Consigne: Rédigez la suite du débat sur l'amendement relatif aux étudiants étrangers formés dans l'enseignement français à l'étranger, en reprenant juste après sa dernière phrase.

Texte source:
>>>>

Deuxièmement, nous ferions entrer dans notre enseignement supérieur non pas des étudiants directement issus de l’enseignement scolaire, dont le taux d’échec est extrêmement élevé, mais des étudiants à bac + 2.
Troisième et dernier de ses aspects positifs – mais ce ne serait pas le moindre, et il serait également conforme à l’esprit du grand emprunt –, le dispositif assurerait un effet de levier, car les entreprises à l’étranger participeraient probablement plus volontiers à des cofinancements dès lors qu’elles sauraient pouvoir compter sur des partenaires publics.
Je dois vous dire, monsieur le ministre, que ce dispositif a été très bien accueilli dans les milieux universitaires ou par les responsables de grandes écoles auxquels je l’ai présenté et j’ai déjà enregistré plusieurs marques très concrètes de l’intérêt qu’il soulève, intérêt dont attestent d’ailleurs également le nombre et la qualité des cosignataires de cet amendement.
La difficulté est maintenant de franchir la mise en œuvre. Il appartiendra aux acteurs intéressés par le projet de faire preuve de créativité et il faut donc les encourager, monsieur le ministre. C’est ce que j’attends de vous. Nous avons, en quelque sorte, besoin de votre bénédiction pour aller de l’avant.
Vous l’avez compris, il s’agit là d’un investissement d’avenir s’il en est, car le but est d’enrichir notre enseignement supérieur puis notre recherche grâce à un vivier de talents étrangers dont le système d’enseignement français à l’étranger a assuré la formation scolaire. Monsieur le ministre, je compte sur votre appui ! (MM. Jacques Legendre et Auguste Cazalet applaudissent.)
M. le président. Quel est l’avis de la commission ?

<<<<

Annotations par coordonnées
>>>>

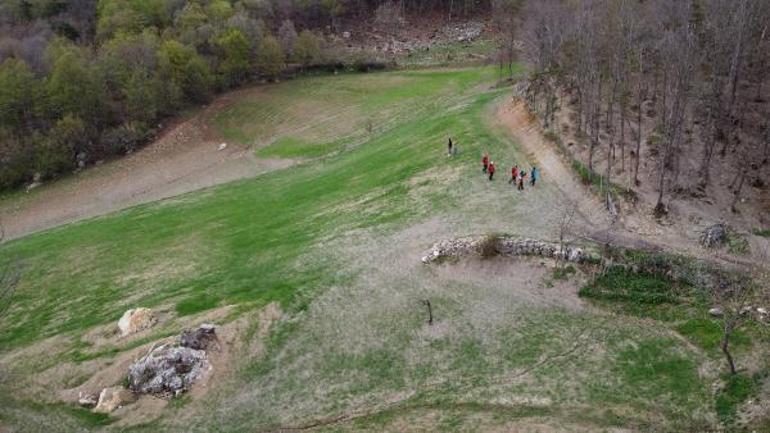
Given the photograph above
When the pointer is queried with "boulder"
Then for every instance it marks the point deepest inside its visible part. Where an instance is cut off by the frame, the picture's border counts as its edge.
(203, 338)
(167, 371)
(136, 320)
(716, 312)
(113, 398)
(714, 235)
(87, 399)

<<<<

Résultat:
M. Philippe Marini, rapporteur général de la commission des finances. Le renforcement de l’attractivité internationale de l’enseignement supérieur français, sujet auquel la commission est elle-même sensible, est un objectif que soutient le ministère de l'enseignement supérieur et de la recherche, comme en témoignent les indicateurs choisis pour évaluer les campus d’excellence.
Quant aux lycées français à l’étranger, ils représentent sans aucun doute un vivier de talents qui pourraient être mis davantage à profit, et la constitution de passerelles entre ces établissements et les campus d’excellence peut contribuer, de façon pertinente, à l’internationalisation de notre enseignement supérieur.
La commission, sur la question soulevée par notre collègue André Ferrand, s’en remet à l’avis du Gouvernement.
M. le président. Quel est l’avis du Gouvernement ?
M. Éric Woerth, ministre. Monsieur Ferrand, je connais votre attachement à l’enseignement français hors de nos frontières et je peux d’ailleurs en témoigner, car nous nous sommes plusieurs fois rencontrés à l’étranger.
L’idée que vous développez, pour laquelle vous vous battez depuis quelque temps déjà, intéresse en effet.
Bernard Kouchner, qui vous a écrit récemment, s’est ainsi mis en contact avec le ministère de l’enseignement supérieur et de la recherche, lequel réfléchit à un dispositif qui permettrait de mettre en place un parcours diplômant post-bac dans les lycées français à l’étranger.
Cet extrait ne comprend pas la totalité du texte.